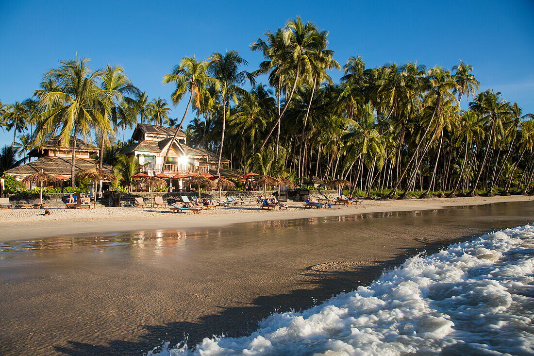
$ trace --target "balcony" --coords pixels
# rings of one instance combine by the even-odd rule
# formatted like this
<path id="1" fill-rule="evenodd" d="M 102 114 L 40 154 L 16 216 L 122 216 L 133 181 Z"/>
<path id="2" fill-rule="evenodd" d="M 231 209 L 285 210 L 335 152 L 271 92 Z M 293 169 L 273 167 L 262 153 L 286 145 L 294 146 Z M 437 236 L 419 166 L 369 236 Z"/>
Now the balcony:
<path id="1" fill-rule="evenodd" d="M 209 173 L 208 166 L 193 166 L 191 165 L 163 165 L 164 173 Z M 143 166 L 142 171 L 153 172 L 156 174 L 161 172 L 162 165 L 151 164 Z"/>

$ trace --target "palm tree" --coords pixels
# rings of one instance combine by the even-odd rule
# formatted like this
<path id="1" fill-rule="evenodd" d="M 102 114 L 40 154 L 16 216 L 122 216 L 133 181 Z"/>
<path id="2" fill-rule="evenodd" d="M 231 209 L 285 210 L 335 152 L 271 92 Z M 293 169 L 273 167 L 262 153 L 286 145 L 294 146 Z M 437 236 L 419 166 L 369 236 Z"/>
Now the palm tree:
<path id="1" fill-rule="evenodd" d="M 187 101 L 187 105 L 185 106 L 184 115 L 182 117 L 182 121 L 176 127 L 171 143 L 176 139 L 182 129 L 191 102 L 194 99 L 194 107 L 200 109 L 202 98 L 209 95 L 206 88 L 208 86 L 213 86 L 216 89 L 218 88 L 219 81 L 210 76 L 207 72 L 208 63 L 204 61 L 197 60 L 193 56 L 183 58 L 180 64 L 175 66 L 170 74 L 167 74 L 163 77 L 163 84 L 176 83 L 176 88 L 171 95 L 172 103 L 175 105 L 182 99 L 186 92 L 189 93 L 189 99 Z M 165 157 L 163 158 L 164 164 L 161 166 L 161 173 L 163 173 L 164 169 L 164 163 L 167 162 L 171 146 L 172 143 L 169 145 L 169 148 L 165 153 Z"/>
<path id="2" fill-rule="evenodd" d="M 0 149 L 0 175 L 7 169 L 19 166 L 22 160 L 17 159 L 18 150 L 6 145 Z"/>
<path id="3" fill-rule="evenodd" d="M 458 84 L 458 87 L 454 90 L 453 93 L 458 95 L 458 101 L 461 102 L 464 95 L 468 98 L 469 96 L 475 96 L 478 90 L 480 82 L 475 79 L 475 76 L 470 74 L 473 71 L 473 66 L 466 64 L 464 61 L 460 61 L 460 64 L 452 67 L 455 71 L 452 75 L 452 79 Z"/>
<path id="4" fill-rule="evenodd" d="M 36 142 L 45 141 L 51 134 L 59 131 L 62 143 L 72 144 L 70 160 L 71 184 L 74 186 L 76 139 L 78 135 L 88 135 L 91 129 L 108 130 L 106 120 L 105 103 L 97 81 L 99 72 L 91 73 L 87 58 L 60 61 L 60 65 L 51 69 L 45 79 L 55 81 L 58 87 L 54 91 L 43 93 L 40 105 L 43 111 L 37 118 L 34 139 Z"/>
<path id="5" fill-rule="evenodd" d="M 227 110 L 229 109 L 230 100 L 238 101 L 238 95 L 247 95 L 239 86 L 245 84 L 247 80 L 250 85 L 254 84 L 254 76 L 246 71 L 239 71 L 239 66 L 248 64 L 248 62 L 241 58 L 236 51 L 230 50 L 224 55 L 216 52 L 209 60 L 208 71 L 212 78 L 216 79 L 219 84 L 219 94 L 222 101 L 222 130 L 221 135 L 221 145 L 219 146 L 219 157 L 217 162 L 217 175 L 221 170 L 221 159 L 223 156 L 224 145 L 224 134 L 226 129 Z M 227 109 L 226 105 L 229 106 Z"/>
<path id="6" fill-rule="evenodd" d="M 15 144 L 17 134 L 21 134 L 26 129 L 27 122 L 29 119 L 29 113 L 19 102 L 7 105 L 6 112 L 3 115 L 3 123 L 7 131 L 13 131 L 13 142 L 11 145 Z"/>
<path id="7" fill-rule="evenodd" d="M 19 136 L 19 141 L 15 142 L 13 147 L 22 153 L 22 162 L 26 162 L 26 153 L 34 147 L 32 136 L 29 135 L 20 135 Z"/>
<path id="8" fill-rule="evenodd" d="M 469 103 L 469 109 L 478 113 L 485 124 L 489 128 L 490 133 L 488 135 L 486 148 L 484 154 L 484 158 L 481 165 L 483 169 L 478 170 L 478 174 L 473 183 L 468 195 L 475 195 L 475 191 L 478 184 L 482 172 L 484 171 L 486 162 L 490 150 L 493 148 L 498 137 L 502 137 L 504 134 L 503 120 L 509 113 L 509 103 L 500 98 L 500 92 L 494 92 L 493 90 L 488 90 L 478 94 L 475 98 L 474 101 Z M 491 191 L 488 192 L 491 194 Z"/>
<path id="9" fill-rule="evenodd" d="M 139 172 L 139 160 L 133 156 L 120 154 L 115 160 L 115 167 L 131 191 L 134 184 L 131 177 Z"/>
<path id="10" fill-rule="evenodd" d="M 100 161 L 98 166 L 101 168 L 104 146 L 106 144 L 106 138 L 113 132 L 113 130 L 111 130 L 110 117 L 114 117 L 113 121 L 117 123 L 125 123 L 133 122 L 133 118 L 137 117 L 137 113 L 131 109 L 131 105 L 135 105 L 136 101 L 127 95 L 138 95 L 140 92 L 139 89 L 132 83 L 130 79 L 124 74 L 124 69 L 122 67 L 120 66 L 112 67 L 108 65 L 100 72 L 100 77 L 102 81 L 100 87 L 103 91 L 106 108 L 104 119 L 109 121 L 105 127 L 101 128 L 100 131 L 101 138 L 99 154 Z M 117 115 L 121 119 L 117 120 Z M 104 130 L 106 128 L 110 129 L 109 130 Z M 123 129 L 124 132 L 124 127 L 123 127 Z"/>
<path id="11" fill-rule="evenodd" d="M 286 24 L 282 33 L 283 46 L 281 47 L 281 50 L 279 46 L 270 49 L 270 51 L 273 52 L 270 54 L 277 57 L 274 60 L 275 63 L 280 63 L 282 60 L 290 60 L 292 63 L 294 63 L 294 67 L 292 68 L 294 79 L 289 95 L 286 97 L 284 109 L 264 139 L 260 148 L 260 150 L 263 149 L 274 129 L 280 124 L 282 117 L 291 102 L 301 75 L 303 73 L 309 75 L 312 71 L 312 61 L 317 57 L 317 52 L 326 47 L 327 36 L 327 33 L 319 31 L 311 22 L 303 23 L 300 17 L 297 17 L 296 19 L 291 20 Z M 254 44 L 253 45 L 254 45 Z"/>
<path id="12" fill-rule="evenodd" d="M 141 91 L 137 96 L 137 103 L 136 107 L 137 108 L 137 114 L 141 120 L 141 123 L 148 122 L 150 116 L 150 102 L 148 97 L 144 91 Z"/>
<path id="13" fill-rule="evenodd" d="M 169 125 L 169 113 L 171 109 L 167 106 L 166 100 L 161 98 L 153 99 L 149 105 L 149 120 L 152 123 L 159 126 Z"/>

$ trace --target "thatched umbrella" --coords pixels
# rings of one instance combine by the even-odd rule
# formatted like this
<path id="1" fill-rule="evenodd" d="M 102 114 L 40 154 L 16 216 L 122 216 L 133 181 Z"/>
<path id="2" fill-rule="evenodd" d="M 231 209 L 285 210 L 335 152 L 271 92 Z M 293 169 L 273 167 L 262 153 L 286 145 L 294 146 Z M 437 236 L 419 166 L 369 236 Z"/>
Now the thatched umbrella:
<path id="1" fill-rule="evenodd" d="M 263 197 L 264 199 L 267 198 L 267 185 L 279 187 L 282 184 L 282 183 L 274 177 L 271 177 L 270 175 L 266 174 L 258 176 L 257 178 L 254 180 L 254 182 L 258 184 L 263 185 L 263 190 L 265 192 L 265 196 Z"/>
<path id="2" fill-rule="evenodd" d="M 245 178 L 245 188 L 247 187 L 248 184 L 247 183 L 248 183 L 248 180 L 251 179 L 254 179 L 254 177 L 258 177 L 258 176 L 260 176 L 259 174 L 258 174 L 257 173 L 255 173 L 253 172 L 249 172 L 246 174 L 244 174 L 243 177 Z"/>
<path id="3" fill-rule="evenodd" d="M 54 175 L 54 176 L 52 176 L 55 177 L 56 178 L 57 178 L 58 179 L 59 179 L 60 181 L 68 181 L 68 180 L 69 180 L 70 179 L 68 177 L 66 177 L 64 175 L 62 175 L 61 174 L 56 174 L 56 175 Z"/>
<path id="4" fill-rule="evenodd" d="M 233 182 L 229 181 L 227 179 L 223 177 L 219 177 L 218 178 L 217 178 L 213 181 L 213 183 L 215 183 L 215 186 L 219 189 L 219 202 L 223 199 L 223 190 L 227 191 L 229 189 L 235 188 L 235 184 Z"/>
<path id="5" fill-rule="evenodd" d="M 140 180 L 136 183 L 135 185 L 137 188 L 148 188 L 148 190 L 150 190 L 150 202 L 154 203 L 153 188 L 167 187 L 167 182 L 161 178 L 153 175 Z"/>
<path id="6" fill-rule="evenodd" d="M 136 174 L 134 174 L 134 175 L 132 175 L 132 176 L 131 176 L 130 177 L 132 179 L 133 179 L 135 181 L 137 181 L 137 180 L 139 180 L 140 179 L 143 179 L 143 178 L 146 178 L 147 177 L 148 177 L 148 176 L 149 176 L 146 173 L 142 173 L 141 172 L 139 172 L 138 173 Z"/>
<path id="7" fill-rule="evenodd" d="M 280 188 L 281 187 L 284 185 L 287 185 L 289 188 L 293 188 L 295 187 L 295 184 L 293 184 L 293 182 L 292 182 L 288 179 L 286 179 L 284 177 L 281 177 L 280 176 L 278 176 L 278 177 L 277 178 L 277 179 L 278 179 L 278 181 L 280 182 L 280 185 L 278 185 L 278 199 L 280 199 Z"/>
<path id="8" fill-rule="evenodd" d="M 199 198 L 200 197 L 200 185 L 203 185 L 206 189 L 211 189 L 215 186 L 215 183 L 213 181 L 200 174 L 190 179 L 187 183 L 190 184 L 197 184 L 199 191 Z"/>
<path id="9" fill-rule="evenodd" d="M 336 187 L 337 188 L 337 194 L 341 197 L 341 195 L 339 193 L 340 190 L 344 187 L 350 187 L 350 182 L 345 181 L 344 179 L 334 179 L 333 181 L 330 181 L 327 183 L 326 186 L 328 188 Z"/>
<path id="10" fill-rule="evenodd" d="M 30 174 L 29 175 L 22 179 L 22 183 L 25 184 L 29 183 L 30 182 L 35 182 L 36 183 L 39 184 L 40 191 L 40 194 L 39 195 L 39 202 L 41 204 L 43 204 L 43 184 L 54 184 L 58 183 L 60 181 L 61 181 L 54 176 L 50 175 L 48 173 L 45 173 L 43 169 L 41 169 L 41 172 Z"/>
<path id="11" fill-rule="evenodd" d="M 117 179 L 114 174 L 99 168 L 98 167 L 95 167 L 93 168 L 84 171 L 81 173 L 78 173 L 76 175 L 76 176 L 80 179 L 89 178 L 95 182 L 93 197 L 95 202 L 97 201 L 97 182 L 103 179 L 107 181 L 112 181 L 114 179 Z"/>

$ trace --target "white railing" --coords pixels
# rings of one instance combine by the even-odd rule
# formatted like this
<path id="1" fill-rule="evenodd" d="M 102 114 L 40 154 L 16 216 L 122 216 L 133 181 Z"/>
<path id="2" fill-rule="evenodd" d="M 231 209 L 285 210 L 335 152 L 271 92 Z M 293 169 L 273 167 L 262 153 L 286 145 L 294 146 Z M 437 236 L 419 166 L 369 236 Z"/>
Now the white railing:
<path id="1" fill-rule="evenodd" d="M 141 168 L 141 171 L 147 171 L 159 173 L 161 172 L 162 165 L 150 164 Z M 192 165 L 164 165 L 164 172 L 171 173 L 208 173 L 208 166 L 193 166 Z"/>

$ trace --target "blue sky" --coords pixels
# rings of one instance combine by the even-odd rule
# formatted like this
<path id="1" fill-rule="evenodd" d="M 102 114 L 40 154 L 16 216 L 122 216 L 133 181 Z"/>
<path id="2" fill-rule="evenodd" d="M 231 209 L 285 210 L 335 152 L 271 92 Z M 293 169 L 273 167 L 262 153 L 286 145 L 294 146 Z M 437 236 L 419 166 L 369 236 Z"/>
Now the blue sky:
<path id="1" fill-rule="evenodd" d="M 48 69 L 77 52 L 95 69 L 123 66 L 151 97 L 170 102 L 172 87 L 161 79 L 182 57 L 234 49 L 253 71 L 262 58 L 250 51 L 250 43 L 297 15 L 329 32 L 342 65 L 356 55 L 368 67 L 417 60 L 450 68 L 462 60 L 474 67 L 481 89 L 501 91 L 534 112 L 532 0 L 0 0 L 0 100 L 29 97 Z M 181 117 L 184 107 L 174 107 L 171 117 Z M 11 136 L 0 131 L 0 145 Z"/>

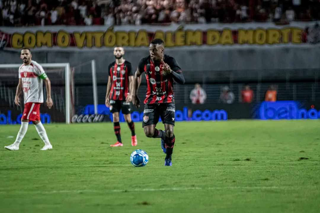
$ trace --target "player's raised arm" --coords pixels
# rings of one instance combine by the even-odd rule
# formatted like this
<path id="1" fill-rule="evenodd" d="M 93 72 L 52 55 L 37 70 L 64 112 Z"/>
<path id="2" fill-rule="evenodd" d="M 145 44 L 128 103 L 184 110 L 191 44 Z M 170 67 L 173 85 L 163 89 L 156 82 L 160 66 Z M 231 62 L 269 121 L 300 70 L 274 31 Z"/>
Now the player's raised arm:
<path id="1" fill-rule="evenodd" d="M 19 78 L 19 83 L 18 84 L 18 86 L 17 87 L 17 91 L 16 92 L 16 96 L 14 97 L 14 103 L 18 106 L 20 106 L 20 96 L 21 93 L 22 92 L 22 80 Z"/>
<path id="2" fill-rule="evenodd" d="M 181 84 L 184 84 L 184 77 L 183 77 L 181 68 L 174 58 L 172 57 L 168 64 L 165 63 L 163 59 L 162 62 L 164 71 L 171 73 L 172 74 L 172 78 L 176 82 Z"/>

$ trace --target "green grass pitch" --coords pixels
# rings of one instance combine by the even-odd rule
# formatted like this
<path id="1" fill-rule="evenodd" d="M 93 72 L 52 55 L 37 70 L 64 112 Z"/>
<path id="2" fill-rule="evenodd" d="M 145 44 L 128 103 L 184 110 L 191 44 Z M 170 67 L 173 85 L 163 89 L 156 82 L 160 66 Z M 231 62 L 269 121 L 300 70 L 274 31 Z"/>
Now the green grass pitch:
<path id="1" fill-rule="evenodd" d="M 0 212 L 320 212 L 320 121 L 177 122 L 172 167 L 141 123 L 136 147 L 121 126 L 111 148 L 111 123 L 46 125 L 53 149 L 41 151 L 29 125 L 14 151 L 20 126 L 0 126 Z"/>

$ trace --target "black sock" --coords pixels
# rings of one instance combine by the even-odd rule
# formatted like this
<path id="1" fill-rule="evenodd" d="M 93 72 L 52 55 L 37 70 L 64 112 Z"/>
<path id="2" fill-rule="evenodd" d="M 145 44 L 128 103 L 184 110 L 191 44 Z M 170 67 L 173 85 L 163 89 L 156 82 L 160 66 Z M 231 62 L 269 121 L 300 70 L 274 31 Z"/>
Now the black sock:
<path id="1" fill-rule="evenodd" d="M 171 137 L 165 136 L 164 143 L 165 143 L 166 156 L 165 160 L 169 159 L 171 160 L 171 155 L 173 151 L 173 146 L 174 146 L 174 142 L 176 140 L 176 137 L 174 134 Z"/>
<path id="2" fill-rule="evenodd" d="M 119 122 L 115 122 L 113 123 L 113 129 L 115 130 L 115 134 L 117 138 L 117 141 L 122 143 L 121 141 L 121 136 L 120 135 L 120 124 Z"/>
<path id="3" fill-rule="evenodd" d="M 130 128 L 130 130 L 131 131 L 131 136 L 134 136 L 136 135 L 135 133 L 134 132 L 134 123 L 132 121 L 130 123 L 128 123 L 128 126 Z"/>
<path id="4" fill-rule="evenodd" d="M 162 130 L 158 130 L 156 129 L 155 129 L 155 132 L 153 133 L 152 137 L 154 138 L 159 138 L 164 140 L 165 138 L 165 134 L 162 132 Z"/>

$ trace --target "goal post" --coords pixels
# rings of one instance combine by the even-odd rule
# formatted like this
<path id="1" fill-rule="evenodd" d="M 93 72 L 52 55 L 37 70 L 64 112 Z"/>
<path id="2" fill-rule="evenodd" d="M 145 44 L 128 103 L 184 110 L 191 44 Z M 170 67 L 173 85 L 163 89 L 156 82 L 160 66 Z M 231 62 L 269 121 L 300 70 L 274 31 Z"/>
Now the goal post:
<path id="1" fill-rule="evenodd" d="M 77 73 L 77 70 L 81 69 L 81 68 L 79 66 L 81 66 L 82 65 L 77 65 L 74 67 L 70 67 L 70 64 L 69 63 L 39 63 L 40 65 L 42 66 L 45 70 L 45 72 L 49 74 L 48 76 L 51 81 L 52 82 L 52 100 L 54 102 L 54 105 L 55 101 L 57 100 L 60 101 L 61 98 L 62 103 L 61 101 L 58 101 L 59 103 L 57 103 L 57 105 L 59 105 L 60 108 L 64 108 L 61 111 L 64 111 L 65 114 L 66 123 L 68 124 L 71 123 L 71 117 L 73 116 L 71 115 L 71 111 L 72 110 L 72 113 L 74 113 L 75 112 L 74 110 L 74 104 L 73 100 L 72 100 L 72 98 L 74 99 L 75 93 L 75 85 L 74 85 L 74 74 L 75 73 Z M 91 64 L 91 66 L 90 65 Z M 97 80 L 96 72 L 96 64 L 95 60 L 92 60 L 91 61 L 85 62 L 83 64 L 87 64 L 88 66 L 86 66 L 84 69 L 84 67 L 82 67 L 82 69 L 85 69 L 86 72 L 90 73 L 90 74 L 92 75 L 92 85 L 93 90 L 93 103 L 94 107 L 94 113 L 97 114 L 97 112 L 98 106 L 98 92 L 97 89 Z M 16 88 L 16 79 L 18 76 L 18 69 L 21 65 L 22 64 L 0 64 L 0 83 L 2 83 L 2 85 L 5 85 L 6 83 L 8 83 L 8 82 L 10 82 L 12 86 L 14 84 L 15 84 L 15 87 Z M 91 72 L 89 72 L 88 70 L 91 69 Z M 81 72 L 81 71 L 78 71 Z M 55 74 L 55 77 L 56 78 L 54 80 L 52 79 L 50 77 L 50 73 L 52 75 Z M 53 73 L 53 74 L 52 74 Z M 59 77 L 59 76 L 60 76 Z M 60 78 L 60 79 L 57 78 Z M 63 78 L 65 78 L 65 80 L 63 80 Z M 62 81 L 61 81 L 61 80 Z M 57 81 L 58 82 L 60 82 L 60 85 L 63 86 L 63 83 L 65 83 L 65 101 L 63 99 L 64 97 L 62 94 L 61 95 L 60 95 L 59 97 L 57 97 L 57 95 L 53 94 L 53 88 L 52 87 L 52 83 L 54 81 Z M 63 81 L 65 81 L 63 82 Z M 3 82 L 4 82 L 4 83 Z M 58 84 L 59 83 L 58 83 Z M 11 87 L 11 90 L 14 91 L 15 93 L 14 87 Z M 62 90 L 60 90 L 59 91 L 63 91 Z M 44 95 L 46 94 L 46 93 L 44 93 Z M 53 97 L 53 96 L 55 97 Z M 0 97 L 0 100 L 1 97 Z M 45 102 L 45 99 L 44 100 Z M 65 104 L 64 104 L 64 102 Z M 61 106 L 62 105 L 62 106 Z M 63 115 L 63 114 L 62 114 Z M 61 118 L 61 116 L 60 116 Z M 63 117 L 62 117 L 63 118 Z"/>

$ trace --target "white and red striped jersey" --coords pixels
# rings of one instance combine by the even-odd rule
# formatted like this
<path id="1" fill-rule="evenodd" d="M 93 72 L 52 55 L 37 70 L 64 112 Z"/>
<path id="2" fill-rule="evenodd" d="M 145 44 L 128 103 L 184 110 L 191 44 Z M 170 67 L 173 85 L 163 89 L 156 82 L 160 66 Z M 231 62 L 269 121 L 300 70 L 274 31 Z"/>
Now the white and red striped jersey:
<path id="1" fill-rule="evenodd" d="M 31 61 L 28 65 L 22 65 L 19 68 L 19 78 L 22 81 L 25 104 L 43 103 L 41 76 L 46 77 L 42 67 L 34 61 Z"/>

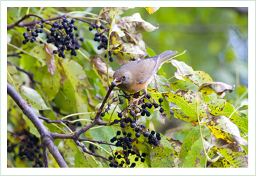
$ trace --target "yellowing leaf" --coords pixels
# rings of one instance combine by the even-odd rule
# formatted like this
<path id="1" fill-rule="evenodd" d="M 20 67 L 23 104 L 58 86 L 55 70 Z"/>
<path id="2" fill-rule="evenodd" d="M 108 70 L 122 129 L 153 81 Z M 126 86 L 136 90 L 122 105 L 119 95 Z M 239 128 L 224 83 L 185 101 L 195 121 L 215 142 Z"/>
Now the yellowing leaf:
<path id="1" fill-rule="evenodd" d="M 144 7 L 144 8 L 146 8 L 147 11 L 148 11 L 149 14 L 153 14 L 159 9 L 159 7 Z"/>
<path id="2" fill-rule="evenodd" d="M 131 16 L 123 17 L 116 22 L 116 25 L 128 32 L 135 32 L 137 31 L 149 32 L 159 28 L 143 20 L 138 13 L 134 13 Z"/>
<path id="3" fill-rule="evenodd" d="M 233 122 L 224 116 L 215 116 L 206 123 L 217 139 L 222 138 L 231 143 L 248 146 L 247 140 L 240 136 L 239 129 Z"/>
<path id="4" fill-rule="evenodd" d="M 224 91 L 229 90 L 229 93 L 232 92 L 234 89 L 234 86 L 232 87 L 222 82 L 207 82 L 203 83 L 198 88 L 198 91 L 201 91 L 203 94 L 210 95 L 213 93 L 216 93 L 220 97 L 223 97 L 225 95 Z"/>
<path id="5" fill-rule="evenodd" d="M 24 100 L 32 105 L 33 107 L 36 108 L 39 110 L 50 109 L 36 90 L 21 85 L 19 88 L 19 92 L 21 93 Z"/>
<path id="6" fill-rule="evenodd" d="M 90 57 L 90 64 L 94 68 L 95 72 L 99 75 L 103 86 L 107 86 L 107 63 L 99 56 L 93 56 Z M 113 79 L 114 71 L 112 68 L 109 68 L 109 76 Z"/>
<path id="7" fill-rule="evenodd" d="M 244 133 L 248 133 L 248 119 L 240 116 L 236 108 L 224 99 L 217 99 L 208 102 L 210 114 L 215 116 L 230 117 L 230 121 L 234 123 Z"/>
<path id="8" fill-rule="evenodd" d="M 213 149 L 220 152 L 222 155 L 227 159 L 232 167 L 235 168 L 248 168 L 248 161 L 245 156 L 238 153 L 232 151 L 227 148 L 217 148 L 213 147 Z"/>

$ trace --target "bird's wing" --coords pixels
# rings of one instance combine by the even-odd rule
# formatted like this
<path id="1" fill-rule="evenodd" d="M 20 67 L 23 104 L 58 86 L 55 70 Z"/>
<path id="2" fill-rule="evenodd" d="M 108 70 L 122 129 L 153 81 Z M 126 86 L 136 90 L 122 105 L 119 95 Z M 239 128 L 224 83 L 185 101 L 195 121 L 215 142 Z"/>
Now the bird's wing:
<path id="1" fill-rule="evenodd" d="M 130 70 L 133 70 L 131 73 L 133 78 L 139 84 L 146 83 L 151 76 L 155 74 L 158 65 L 159 55 L 148 59 L 137 60 L 136 65 L 128 65 L 130 67 Z"/>

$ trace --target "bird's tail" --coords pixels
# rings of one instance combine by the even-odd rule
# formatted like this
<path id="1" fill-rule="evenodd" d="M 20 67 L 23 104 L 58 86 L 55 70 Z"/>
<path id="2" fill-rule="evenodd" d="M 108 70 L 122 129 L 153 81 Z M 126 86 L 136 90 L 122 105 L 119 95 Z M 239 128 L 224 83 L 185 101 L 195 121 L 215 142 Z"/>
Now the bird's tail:
<path id="1" fill-rule="evenodd" d="M 166 62 L 166 60 L 168 60 L 177 53 L 177 51 L 173 51 L 171 50 L 166 50 L 165 52 L 159 55 L 160 56 L 159 62 L 161 64 L 163 63 L 164 62 Z"/>

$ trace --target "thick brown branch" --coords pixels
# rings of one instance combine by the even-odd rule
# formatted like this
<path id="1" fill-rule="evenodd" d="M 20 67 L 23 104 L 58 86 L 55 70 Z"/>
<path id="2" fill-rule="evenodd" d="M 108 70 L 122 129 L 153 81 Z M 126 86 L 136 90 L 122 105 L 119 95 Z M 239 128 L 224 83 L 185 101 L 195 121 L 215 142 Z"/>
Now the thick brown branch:
<path id="1" fill-rule="evenodd" d="M 41 120 L 37 117 L 37 115 L 34 111 L 31 105 L 24 100 L 20 95 L 8 83 L 7 83 L 7 93 L 13 98 L 23 111 L 24 114 L 29 118 L 36 128 L 41 135 L 42 144 L 47 147 L 50 153 L 53 155 L 60 167 L 68 168 L 66 162 L 54 144 L 53 139 L 51 137 L 50 133 L 47 130 Z"/>

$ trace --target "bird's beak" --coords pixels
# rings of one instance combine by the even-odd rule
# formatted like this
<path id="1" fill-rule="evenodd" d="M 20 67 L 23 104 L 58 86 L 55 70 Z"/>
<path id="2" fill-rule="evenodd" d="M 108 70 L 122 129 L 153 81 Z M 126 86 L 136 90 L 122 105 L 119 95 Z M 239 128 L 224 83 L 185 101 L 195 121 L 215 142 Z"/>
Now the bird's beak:
<path id="1" fill-rule="evenodd" d="M 115 79 L 114 79 L 113 82 L 115 82 L 116 83 L 116 85 L 119 85 L 119 83 L 121 83 L 122 82 L 122 81 Z"/>

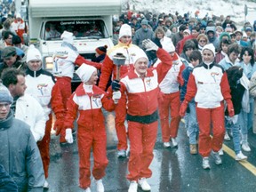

WORK TO BE COMPLETED >> Return the data word for word, starting from its first line and going through the line that contains "209 173 L 208", including that line. Leave out the pictures.

SOLUTION TO THE EXERCISE >>
$ trace --target "balcony" --coords pixels
# rings of one instance combine by the even-odd rule
# formatted like this
<path id="1" fill-rule="evenodd" d="M 102 114 L 40 154 L 16 216 L 122 216 L 133 181 Z"/>
<path id="2" fill-rule="evenodd" d="M 231 209 L 285 210 L 335 152 L 271 92 Z M 293 169 L 273 167 L 262 153 L 286 145 L 294 146 Z M 437 236 L 419 166 L 369 236 Z"/>
Now the balcony:
<path id="1" fill-rule="evenodd" d="M 209 173 L 208 166 L 193 166 L 191 165 L 163 165 L 164 173 Z M 143 166 L 142 171 L 153 172 L 156 174 L 161 172 L 162 165 L 151 164 Z"/>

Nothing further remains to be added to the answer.